## WORK REQUIRED
Reproduce the data from the line containing "Each instance receives one keypoint. Mark the brown" through the end of the data, both included, with the requests unchanged. Rescale every x and y coordinate in the answers by multiplying it by 1.85 and rounding to the nearest whole number, with halves rounded up.

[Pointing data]

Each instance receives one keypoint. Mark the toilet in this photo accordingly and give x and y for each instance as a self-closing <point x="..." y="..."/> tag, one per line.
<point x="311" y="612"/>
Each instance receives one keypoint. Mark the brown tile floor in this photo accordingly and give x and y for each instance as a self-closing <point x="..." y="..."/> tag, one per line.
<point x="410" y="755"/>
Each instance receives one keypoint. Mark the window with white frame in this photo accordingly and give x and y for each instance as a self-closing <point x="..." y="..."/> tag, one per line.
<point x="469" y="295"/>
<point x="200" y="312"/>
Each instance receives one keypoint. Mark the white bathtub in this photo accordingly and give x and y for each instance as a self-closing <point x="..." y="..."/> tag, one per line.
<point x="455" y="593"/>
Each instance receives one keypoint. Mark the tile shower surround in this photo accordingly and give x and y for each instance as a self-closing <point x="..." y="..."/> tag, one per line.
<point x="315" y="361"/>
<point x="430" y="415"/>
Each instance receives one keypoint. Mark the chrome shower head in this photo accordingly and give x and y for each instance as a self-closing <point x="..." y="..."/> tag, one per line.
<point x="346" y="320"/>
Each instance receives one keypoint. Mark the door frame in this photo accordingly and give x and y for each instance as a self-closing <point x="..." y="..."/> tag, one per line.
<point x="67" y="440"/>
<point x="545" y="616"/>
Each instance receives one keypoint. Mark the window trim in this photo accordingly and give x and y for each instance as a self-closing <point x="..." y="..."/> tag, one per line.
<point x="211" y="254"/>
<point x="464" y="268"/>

## ANSWER TO THE TASK
Each instance receives one keypoint. Mark the brown tile floor in this photo accordingly and give x and y for each instance as a self-closing <point x="..." y="..."/> tag, one per line.
<point x="759" y="1397"/>
Each instance receives one keypoint. Mark the window with white frame in this photo accordingly and give x and y for each instance as a self-closing <point x="..." y="..."/> tag, one per line.
<point x="868" y="546"/>
<point x="370" y="577"/>
Each instance receives one keypoint. Mark the white bathtub in this photo accordingly and give x and y for each instance as a self-closing <point x="..." y="..."/> tag, one per line.
<point x="842" y="1097"/>
Each instance receives one keypoint. Mark the tile shower surround in this photo accordingly and give x and y for each instance as a self-closing <point x="..." y="..."/> tag, one per line.
<point x="583" y="668"/>
<point x="796" y="768"/>
Each instance receives one keypoint. Mark the chrome shower head in this photo accordingly and give x and y for each instance as a self-closing <point x="..." y="..."/> tag, one per line.
<point x="640" y="592"/>
Each instance receives one keypoint. Mark the door frame in this photo accordingly and give x and y for each instance as a self-closing <point x="..." y="..."/> tag, one per line.
<point x="124" y="814"/>
<point x="1008" y="1140"/>
Each instance receives one keypoint. Mark the window trim in this photo accordingly and give x and y for each instance as a self-closing <point x="..." y="..."/> tag, one per line.
<point x="390" y="470"/>
<point x="858" y="496"/>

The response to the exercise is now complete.